** start **

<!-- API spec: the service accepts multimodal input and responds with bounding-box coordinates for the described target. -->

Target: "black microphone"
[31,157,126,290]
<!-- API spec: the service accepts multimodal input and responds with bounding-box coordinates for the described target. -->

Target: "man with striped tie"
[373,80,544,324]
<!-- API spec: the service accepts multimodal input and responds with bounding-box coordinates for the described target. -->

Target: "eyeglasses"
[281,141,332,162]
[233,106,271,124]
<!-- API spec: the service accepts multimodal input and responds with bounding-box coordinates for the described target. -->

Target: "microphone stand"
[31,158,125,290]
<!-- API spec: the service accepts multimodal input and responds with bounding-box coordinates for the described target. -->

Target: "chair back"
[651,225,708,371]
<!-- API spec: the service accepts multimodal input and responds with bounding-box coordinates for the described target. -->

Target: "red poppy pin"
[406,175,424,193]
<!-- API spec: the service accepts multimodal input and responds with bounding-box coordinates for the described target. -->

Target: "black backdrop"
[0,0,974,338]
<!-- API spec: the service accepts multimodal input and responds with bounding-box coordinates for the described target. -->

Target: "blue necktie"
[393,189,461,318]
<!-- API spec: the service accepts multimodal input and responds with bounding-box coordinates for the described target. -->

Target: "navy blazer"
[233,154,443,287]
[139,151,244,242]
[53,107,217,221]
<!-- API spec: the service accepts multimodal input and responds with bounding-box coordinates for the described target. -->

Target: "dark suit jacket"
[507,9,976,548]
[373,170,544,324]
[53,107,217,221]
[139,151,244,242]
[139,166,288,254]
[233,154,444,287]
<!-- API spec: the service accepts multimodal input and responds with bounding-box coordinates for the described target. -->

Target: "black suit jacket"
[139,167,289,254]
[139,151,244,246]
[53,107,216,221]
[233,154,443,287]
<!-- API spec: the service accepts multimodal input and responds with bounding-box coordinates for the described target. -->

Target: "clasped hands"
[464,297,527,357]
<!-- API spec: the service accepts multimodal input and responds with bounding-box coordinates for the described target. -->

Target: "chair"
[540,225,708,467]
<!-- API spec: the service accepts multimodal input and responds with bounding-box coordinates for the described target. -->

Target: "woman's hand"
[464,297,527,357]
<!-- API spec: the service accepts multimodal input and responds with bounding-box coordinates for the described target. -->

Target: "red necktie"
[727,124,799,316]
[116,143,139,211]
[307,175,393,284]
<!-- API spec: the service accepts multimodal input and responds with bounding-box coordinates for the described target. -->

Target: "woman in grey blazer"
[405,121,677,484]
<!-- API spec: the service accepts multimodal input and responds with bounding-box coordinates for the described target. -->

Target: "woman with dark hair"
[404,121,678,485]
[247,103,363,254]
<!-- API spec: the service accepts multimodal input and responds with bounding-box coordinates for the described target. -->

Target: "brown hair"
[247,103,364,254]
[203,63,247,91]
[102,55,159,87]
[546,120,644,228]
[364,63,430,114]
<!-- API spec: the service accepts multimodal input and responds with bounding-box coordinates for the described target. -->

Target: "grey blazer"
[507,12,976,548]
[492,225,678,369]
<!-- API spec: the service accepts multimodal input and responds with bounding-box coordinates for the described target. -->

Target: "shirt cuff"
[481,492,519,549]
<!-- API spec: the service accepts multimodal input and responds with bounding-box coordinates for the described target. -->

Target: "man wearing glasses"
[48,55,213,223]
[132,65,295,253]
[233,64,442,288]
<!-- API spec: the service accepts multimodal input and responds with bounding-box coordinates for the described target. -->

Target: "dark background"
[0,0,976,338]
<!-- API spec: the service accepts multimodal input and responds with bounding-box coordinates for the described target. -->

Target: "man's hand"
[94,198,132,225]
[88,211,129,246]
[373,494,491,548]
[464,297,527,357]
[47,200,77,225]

** end **

• **PROMPT**
Copy out the listing above line for line, with no changes.

• **RESPONSE TO THIS TASK**
<!-- API spec: the service accepts multimodal input and responds with bounding-box coordinates for the described target. -->

Target: "black microphone"
[31,157,126,290]
<!-- API spec: the service accepts multimodal input and responds with bounding-box coordinates for the described target. -->

Target: "man with striped tie"
[373,80,544,324]
<!-- API spec: the service accepts multimodal input and responds with bounding-box coordinates for the described target. -->

Target: "eyeglasses"
[281,141,332,162]
[233,106,271,124]
<!-- API spec: the service accepts multimodal input and responds with bounding-box coordinates for the described target. -->

Target: "microphone stand"
[31,158,125,290]
<!-- API spec: the service accepts multimodal input and responds with bounding-box coordinates for the described target. -->

Target: "chair back"
[651,225,708,371]
<!-- API spec: the service accepts multimodal input and responds with bounding-box coordinates for the described target. -->

Target: "red poppy pin"
[406,175,424,193]
<!-- API spec: the service accepts multimodal input and responds with bounding-box coordinates for the described target. -->

Target: "black backdrop"
[0,0,974,338]
<!-- API spec: the service accepts multimodal input and responds with bounding-box coordinates for the described target. -->

Target: "blue necktie"
[393,189,461,318]
<!-- API spec: the service accepts multimodal input and responds with bounding-box coordinates for the described target. -->

Target: "navy blazer"
[233,154,443,287]
[139,151,244,242]
[53,107,217,221]
<!-- API spec: the service accepts multimodal input and responds with bounding-box coordinates for the described target. -->

Target: "dark suit jacket"
[507,9,976,548]
[373,170,544,324]
[53,107,217,221]
[139,151,244,242]
[139,166,288,254]
[233,154,444,287]
<!-- API spec: the service accepts multimodal input and responds with bounding-box coordinates for the described target. -->

Target: "black suit jacket"
[139,167,289,254]
[139,151,244,246]
[53,107,216,221]
[233,154,443,287]
<!-- API spec: the service accepts multimodal input and responds with bounding-box coordinates for the described target. -->

Target: "clasped hands"
[464,297,527,357]
<!-- API spec: the service accepts multimodal input and responds with bounding-box coordinates for the described target. -->

Target: "chair"
[540,225,708,467]
<!-- API spec: the service accepts multimodal input and responds with bounding-box coordinates for the described target. -->

Target: "woman's hand"
[464,297,527,357]
<!-- API spec: the service accepts multimodal input and responds with bounding-box coordinates for the described target. -->

Target: "red necktie"
[727,124,799,316]
[116,143,139,211]
[307,175,393,284]
<!-- API spec: the service accepts multimodal input and responds with bounding-box coordinates for the described target. -->

Target: "woman in grey blazer"
[405,121,677,484]
<!-- API spec: the service accepts multimodal input and responds with bounding-box coordinates for the described target. -->

Target: "woman with dark hair"
[404,121,678,485]
[247,103,363,254]
<!-- API spec: the service accepts multimodal input and responds with bounding-box coordinates for the described target. -->

Target: "brown hair"
[247,103,364,254]
[203,63,247,91]
[102,55,159,87]
[546,120,644,228]
[364,63,430,114]
<!-- API spec: the service accepts multimodal input and responds with bounding-box coordinates for the described target. -->

Target: "grey blazer"
[507,12,976,548]
[492,225,678,369]
<!-- API spec: the service accepts multimodal input and responds with bounding-box coordinates for the described target. -->

Target: "shirt cuff"
[481,492,519,549]
<!-- API spec: the service accepts multimodal input and responds with bounding-box coordinates for the described target. -->

Target: "man wearing glasses"
[48,55,213,223]
[132,65,295,253]
[233,64,442,288]
<!-- API spec: the service accepts multimodal input and responds with bounding-box coordinates for the described target. -->

Target: "dark background"
[0,0,976,338]
<!-- API spec: the service accepts multimodal input and responds with bounding-box coordinates for the described target. -->

Target: "man's hand"
[94,198,132,225]
[88,211,129,246]
[373,494,491,548]
[464,297,527,357]
[47,200,77,225]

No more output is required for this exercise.